WORK REQUIRED:
Reproduce the part of the diaspora roadshow article that starts at the words "She made the" and ends after the words "on the JSSE’.".

EXERCISE PASSAGE:
────

Marks calls for digital roadshow for diaspora
Touting the enthusiasm that greeted the Jamaica Social Stock Exchange roadshow from Jamaicans in the diaspora last year, ambassador to the United States Audrey P. Marks has called for the engagement to continue as a “digital roadshow” to reach more people.
“Today’s launch is the start,” she said. “Let’s capitalise on our powerful brand and get the show on the virtual highway!”
She made the proposal while addressing the launch of the Jamaica Stock Exchange (JSE)-Inter-American Development Bank (IDB) project ‘Innovating Social Sector Financing’. The event occurred at The Jamaica Pegasus hotel in New Kingston on Tuesday, with the ambassador joining from Washington, D.C., by virtual link-up, focusing her remarks on ‘Mobilising the Diaspora to Support Projects on the JSSE’.

────

Image-grounded pointing data:
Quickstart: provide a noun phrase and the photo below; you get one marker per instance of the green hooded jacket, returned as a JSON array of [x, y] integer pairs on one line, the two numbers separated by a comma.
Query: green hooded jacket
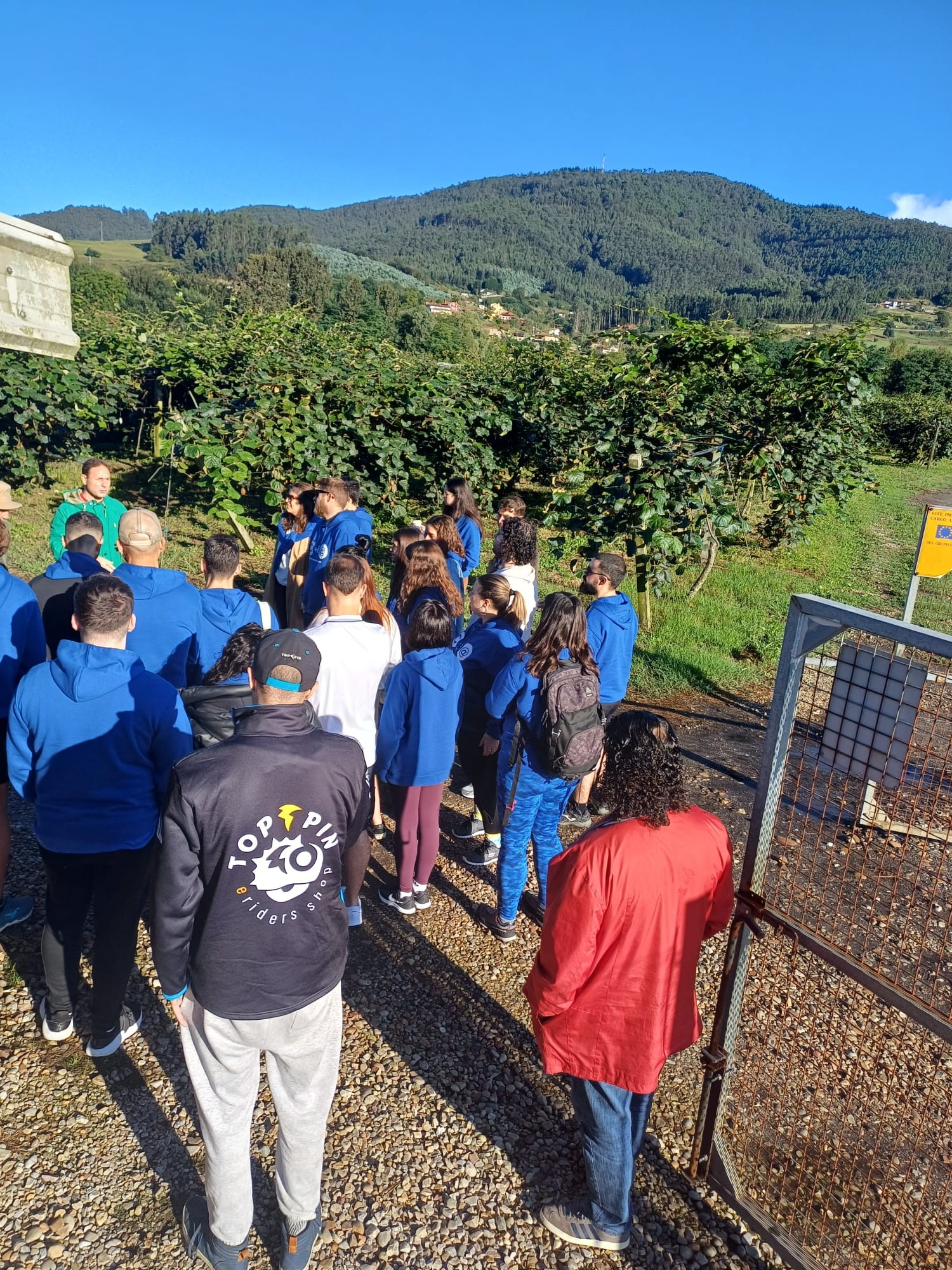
[[109, 512]]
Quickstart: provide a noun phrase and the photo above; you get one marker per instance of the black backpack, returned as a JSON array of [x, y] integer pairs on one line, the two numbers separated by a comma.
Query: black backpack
[[573, 725]]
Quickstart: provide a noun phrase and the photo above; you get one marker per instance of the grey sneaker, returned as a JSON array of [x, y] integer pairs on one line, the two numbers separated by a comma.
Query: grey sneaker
[[571, 1225], [472, 830]]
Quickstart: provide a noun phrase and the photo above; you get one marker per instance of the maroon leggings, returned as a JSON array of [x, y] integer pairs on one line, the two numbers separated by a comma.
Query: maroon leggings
[[418, 832]]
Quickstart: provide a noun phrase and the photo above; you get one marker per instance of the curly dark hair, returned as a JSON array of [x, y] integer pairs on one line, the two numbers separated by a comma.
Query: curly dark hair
[[643, 778], [238, 655]]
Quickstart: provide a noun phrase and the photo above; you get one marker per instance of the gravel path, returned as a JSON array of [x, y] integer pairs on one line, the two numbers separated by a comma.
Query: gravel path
[[445, 1135]]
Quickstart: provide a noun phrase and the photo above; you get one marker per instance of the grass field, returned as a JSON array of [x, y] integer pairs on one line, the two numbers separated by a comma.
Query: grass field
[[727, 639]]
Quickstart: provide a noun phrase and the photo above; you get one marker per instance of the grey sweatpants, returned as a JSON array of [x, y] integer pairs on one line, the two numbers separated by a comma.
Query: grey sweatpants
[[303, 1053]]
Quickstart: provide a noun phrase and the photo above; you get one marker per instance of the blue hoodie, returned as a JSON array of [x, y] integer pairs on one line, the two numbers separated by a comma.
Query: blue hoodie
[[338, 533], [22, 637], [483, 652], [168, 623], [472, 539], [516, 694], [421, 717], [92, 740], [614, 628], [224, 612]]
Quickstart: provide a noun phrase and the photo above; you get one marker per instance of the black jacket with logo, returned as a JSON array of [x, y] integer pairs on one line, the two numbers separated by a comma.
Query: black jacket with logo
[[247, 895]]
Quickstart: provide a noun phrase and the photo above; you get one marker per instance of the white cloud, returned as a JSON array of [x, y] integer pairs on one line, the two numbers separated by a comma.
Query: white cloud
[[921, 208]]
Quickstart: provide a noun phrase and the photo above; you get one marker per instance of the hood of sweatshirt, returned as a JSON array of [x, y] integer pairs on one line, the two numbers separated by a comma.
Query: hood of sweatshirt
[[618, 610], [73, 565], [84, 672], [439, 666], [148, 582]]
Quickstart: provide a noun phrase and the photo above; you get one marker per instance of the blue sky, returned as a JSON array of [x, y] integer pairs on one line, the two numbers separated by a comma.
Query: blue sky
[[215, 105]]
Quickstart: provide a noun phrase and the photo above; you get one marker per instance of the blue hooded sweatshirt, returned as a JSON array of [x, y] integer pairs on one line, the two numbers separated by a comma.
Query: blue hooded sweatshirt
[[224, 612], [168, 623], [472, 539], [516, 694], [421, 717], [92, 740], [22, 637], [483, 652], [338, 533], [614, 628]]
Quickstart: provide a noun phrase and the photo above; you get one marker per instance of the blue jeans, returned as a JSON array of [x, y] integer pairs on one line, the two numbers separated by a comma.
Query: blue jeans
[[540, 802], [614, 1125]]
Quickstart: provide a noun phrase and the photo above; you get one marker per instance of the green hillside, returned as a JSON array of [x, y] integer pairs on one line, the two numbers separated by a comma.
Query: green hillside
[[96, 224], [690, 242]]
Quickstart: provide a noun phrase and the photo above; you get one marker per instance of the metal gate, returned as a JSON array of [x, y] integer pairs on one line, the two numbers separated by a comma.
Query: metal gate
[[827, 1109]]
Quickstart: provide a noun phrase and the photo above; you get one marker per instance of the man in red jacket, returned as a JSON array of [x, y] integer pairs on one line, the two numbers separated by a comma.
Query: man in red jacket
[[612, 990]]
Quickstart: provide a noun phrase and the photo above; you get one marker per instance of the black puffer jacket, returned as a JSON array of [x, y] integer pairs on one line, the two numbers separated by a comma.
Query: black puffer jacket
[[209, 708]]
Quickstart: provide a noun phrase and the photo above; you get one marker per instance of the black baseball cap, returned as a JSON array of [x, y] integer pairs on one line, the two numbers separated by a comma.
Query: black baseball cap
[[291, 648]]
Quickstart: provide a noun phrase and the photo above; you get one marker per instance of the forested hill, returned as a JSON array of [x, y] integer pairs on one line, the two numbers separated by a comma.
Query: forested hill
[[93, 223], [692, 242]]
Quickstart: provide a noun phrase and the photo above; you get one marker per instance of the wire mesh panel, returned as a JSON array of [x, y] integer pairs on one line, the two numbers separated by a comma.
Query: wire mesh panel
[[826, 1116]]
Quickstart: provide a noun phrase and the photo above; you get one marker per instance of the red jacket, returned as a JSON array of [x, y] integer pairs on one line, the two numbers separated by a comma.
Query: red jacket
[[612, 990]]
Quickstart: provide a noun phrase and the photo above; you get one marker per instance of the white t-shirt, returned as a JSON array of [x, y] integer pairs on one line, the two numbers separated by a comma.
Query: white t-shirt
[[522, 580], [356, 660]]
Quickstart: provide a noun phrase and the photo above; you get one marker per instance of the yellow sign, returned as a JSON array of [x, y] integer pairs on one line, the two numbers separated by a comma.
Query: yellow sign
[[935, 556]]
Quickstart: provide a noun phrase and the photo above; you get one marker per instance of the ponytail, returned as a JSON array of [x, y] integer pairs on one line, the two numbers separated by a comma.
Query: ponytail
[[510, 605]]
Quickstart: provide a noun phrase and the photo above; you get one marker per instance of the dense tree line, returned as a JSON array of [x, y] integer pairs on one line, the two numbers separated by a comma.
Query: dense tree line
[[689, 242], [87, 223]]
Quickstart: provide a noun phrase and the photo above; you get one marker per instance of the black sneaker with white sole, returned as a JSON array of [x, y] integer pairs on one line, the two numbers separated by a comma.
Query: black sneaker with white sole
[[483, 858], [472, 830], [576, 816], [58, 1024], [397, 900], [107, 1045]]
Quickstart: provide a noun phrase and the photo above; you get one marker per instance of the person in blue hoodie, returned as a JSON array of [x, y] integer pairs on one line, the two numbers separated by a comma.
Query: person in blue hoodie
[[92, 741], [460, 504], [442, 529], [614, 628], [364, 519], [225, 608], [169, 623], [55, 587], [341, 530], [491, 642], [416, 747], [532, 796], [22, 647]]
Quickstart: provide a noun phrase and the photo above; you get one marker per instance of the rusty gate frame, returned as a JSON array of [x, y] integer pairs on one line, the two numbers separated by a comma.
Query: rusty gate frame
[[812, 622]]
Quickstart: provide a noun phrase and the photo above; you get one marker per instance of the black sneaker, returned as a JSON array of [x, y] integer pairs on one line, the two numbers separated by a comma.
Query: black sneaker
[[403, 904], [107, 1045], [483, 859], [577, 816], [472, 830], [489, 918], [58, 1026], [535, 909]]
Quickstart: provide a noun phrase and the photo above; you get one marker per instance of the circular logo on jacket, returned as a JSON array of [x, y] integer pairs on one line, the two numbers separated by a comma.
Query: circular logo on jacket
[[288, 868]]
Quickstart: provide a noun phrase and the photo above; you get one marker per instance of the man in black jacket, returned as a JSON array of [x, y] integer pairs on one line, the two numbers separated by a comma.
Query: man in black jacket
[[249, 937]]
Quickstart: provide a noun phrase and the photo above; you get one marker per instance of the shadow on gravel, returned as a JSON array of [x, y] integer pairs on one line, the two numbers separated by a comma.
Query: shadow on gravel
[[483, 1062]]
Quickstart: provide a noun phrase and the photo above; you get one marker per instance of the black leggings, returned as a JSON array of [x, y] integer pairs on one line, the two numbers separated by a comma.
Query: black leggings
[[482, 772], [115, 886]]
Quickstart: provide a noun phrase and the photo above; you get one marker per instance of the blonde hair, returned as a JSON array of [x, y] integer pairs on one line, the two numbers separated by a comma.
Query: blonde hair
[[508, 604]]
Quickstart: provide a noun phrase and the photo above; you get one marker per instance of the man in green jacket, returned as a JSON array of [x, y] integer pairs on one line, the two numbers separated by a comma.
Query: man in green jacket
[[93, 496]]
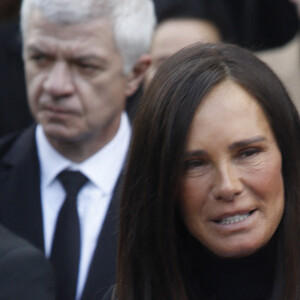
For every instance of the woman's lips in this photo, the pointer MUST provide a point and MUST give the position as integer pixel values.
(233, 218)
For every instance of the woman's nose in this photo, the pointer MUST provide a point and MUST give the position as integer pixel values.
(228, 183)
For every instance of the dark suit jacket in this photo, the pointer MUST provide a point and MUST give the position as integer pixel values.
(20, 208)
(25, 274)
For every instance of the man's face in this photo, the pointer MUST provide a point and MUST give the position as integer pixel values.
(75, 82)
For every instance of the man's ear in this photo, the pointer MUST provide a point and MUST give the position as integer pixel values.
(136, 75)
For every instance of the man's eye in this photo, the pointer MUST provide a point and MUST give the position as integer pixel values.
(38, 58)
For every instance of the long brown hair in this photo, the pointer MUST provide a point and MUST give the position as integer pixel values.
(148, 262)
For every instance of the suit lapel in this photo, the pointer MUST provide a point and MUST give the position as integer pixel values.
(102, 271)
(20, 205)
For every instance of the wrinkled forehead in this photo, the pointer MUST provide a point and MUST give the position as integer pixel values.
(94, 37)
(64, 12)
(70, 11)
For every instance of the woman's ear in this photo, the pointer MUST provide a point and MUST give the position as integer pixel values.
(136, 75)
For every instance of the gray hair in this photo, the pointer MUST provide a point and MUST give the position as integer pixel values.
(133, 21)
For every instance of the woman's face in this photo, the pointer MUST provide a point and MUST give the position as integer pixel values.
(233, 193)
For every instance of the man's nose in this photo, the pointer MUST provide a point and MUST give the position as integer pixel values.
(228, 183)
(59, 81)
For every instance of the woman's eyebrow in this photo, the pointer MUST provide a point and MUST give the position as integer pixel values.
(189, 154)
(247, 142)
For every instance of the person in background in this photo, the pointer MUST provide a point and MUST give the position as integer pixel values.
(285, 62)
(213, 178)
(14, 111)
(24, 271)
(176, 33)
(59, 180)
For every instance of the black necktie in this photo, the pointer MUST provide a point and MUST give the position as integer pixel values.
(66, 243)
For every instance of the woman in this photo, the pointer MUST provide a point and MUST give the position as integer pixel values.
(210, 208)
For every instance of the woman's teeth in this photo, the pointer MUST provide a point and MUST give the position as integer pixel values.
(233, 219)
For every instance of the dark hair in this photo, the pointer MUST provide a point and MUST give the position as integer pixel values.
(148, 266)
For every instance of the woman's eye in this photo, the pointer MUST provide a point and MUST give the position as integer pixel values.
(194, 163)
(248, 152)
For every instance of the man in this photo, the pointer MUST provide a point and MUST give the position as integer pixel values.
(24, 272)
(82, 60)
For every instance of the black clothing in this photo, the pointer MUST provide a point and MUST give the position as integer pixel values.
(213, 278)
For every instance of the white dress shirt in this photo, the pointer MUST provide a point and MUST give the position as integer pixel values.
(102, 169)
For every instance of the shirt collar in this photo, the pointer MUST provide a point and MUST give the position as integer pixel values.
(103, 168)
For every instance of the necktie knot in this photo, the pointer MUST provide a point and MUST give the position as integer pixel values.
(72, 181)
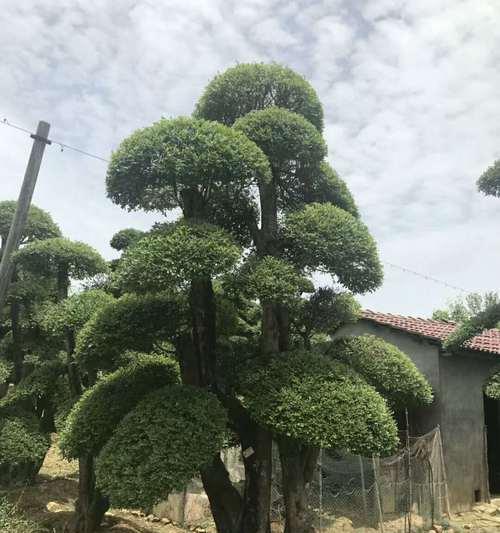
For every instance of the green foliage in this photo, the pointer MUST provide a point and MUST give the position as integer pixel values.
(97, 413)
(461, 309)
(160, 167)
(131, 322)
(167, 261)
(12, 520)
(124, 238)
(489, 182)
(320, 402)
(271, 279)
(22, 449)
(487, 319)
(5, 371)
(327, 187)
(294, 147)
(324, 312)
(249, 87)
(161, 445)
(492, 388)
(73, 312)
(386, 368)
(79, 260)
(326, 238)
(36, 389)
(290, 142)
(39, 224)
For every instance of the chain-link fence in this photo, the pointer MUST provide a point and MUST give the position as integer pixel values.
(403, 493)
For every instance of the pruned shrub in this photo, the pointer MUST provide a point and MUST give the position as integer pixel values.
(160, 445)
(22, 448)
(95, 416)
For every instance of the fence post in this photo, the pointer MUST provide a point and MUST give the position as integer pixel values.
(377, 496)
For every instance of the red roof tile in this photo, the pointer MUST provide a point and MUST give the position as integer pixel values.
(488, 341)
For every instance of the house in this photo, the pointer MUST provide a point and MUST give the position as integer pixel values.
(469, 422)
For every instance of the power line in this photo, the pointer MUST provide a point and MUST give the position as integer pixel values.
(427, 277)
(62, 145)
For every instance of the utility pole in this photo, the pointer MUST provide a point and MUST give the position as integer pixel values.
(40, 140)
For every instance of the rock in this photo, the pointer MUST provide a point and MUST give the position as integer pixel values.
(343, 523)
(54, 507)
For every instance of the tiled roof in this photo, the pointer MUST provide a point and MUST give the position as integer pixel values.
(488, 341)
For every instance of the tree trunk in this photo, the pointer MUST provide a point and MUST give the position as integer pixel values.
(203, 316)
(91, 505)
(17, 351)
(225, 500)
(293, 465)
(257, 458)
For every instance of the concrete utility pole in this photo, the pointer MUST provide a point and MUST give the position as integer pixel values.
(23, 205)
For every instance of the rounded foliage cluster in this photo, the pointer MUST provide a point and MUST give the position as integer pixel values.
(167, 261)
(309, 397)
(5, 371)
(489, 182)
(248, 87)
(388, 369)
(79, 260)
(132, 322)
(325, 312)
(272, 279)
(36, 387)
(72, 312)
(291, 143)
(95, 416)
(161, 445)
(492, 388)
(22, 448)
(124, 238)
(154, 167)
(327, 187)
(326, 238)
(39, 224)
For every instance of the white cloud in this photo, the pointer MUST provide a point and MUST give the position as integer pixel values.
(410, 91)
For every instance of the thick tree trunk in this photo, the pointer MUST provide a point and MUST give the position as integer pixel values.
(17, 350)
(257, 457)
(293, 463)
(225, 500)
(203, 316)
(91, 505)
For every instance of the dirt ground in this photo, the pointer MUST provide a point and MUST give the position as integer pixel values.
(50, 502)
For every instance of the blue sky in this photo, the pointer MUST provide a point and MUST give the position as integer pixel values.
(410, 91)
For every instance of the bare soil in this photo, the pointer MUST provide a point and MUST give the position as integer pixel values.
(50, 502)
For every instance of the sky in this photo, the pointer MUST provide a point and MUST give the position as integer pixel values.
(410, 92)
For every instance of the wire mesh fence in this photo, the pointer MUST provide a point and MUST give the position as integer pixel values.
(403, 493)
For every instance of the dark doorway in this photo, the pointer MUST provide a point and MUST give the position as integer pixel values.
(492, 421)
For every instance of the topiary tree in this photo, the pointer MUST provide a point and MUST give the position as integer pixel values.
(125, 238)
(265, 181)
(62, 259)
(248, 87)
(95, 416)
(22, 448)
(385, 367)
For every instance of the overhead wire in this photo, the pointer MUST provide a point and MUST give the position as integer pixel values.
(63, 146)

────

TASK OUTPUT:
She made the proposal while addressing the launch of the Jamaica Stock Exchange (JSE)-Inter-American Development Bank (IDB) project ‘Innovating Social Sector Financing’. The event occurred at The Jamaica Pegasus hotel in New Kingston on Tuesday, with the ambassador joining from Washington, D.C., by virtual link-up, focusing her remarks on ‘Mobilising the Diaspora to Support Projects on the JSSE’.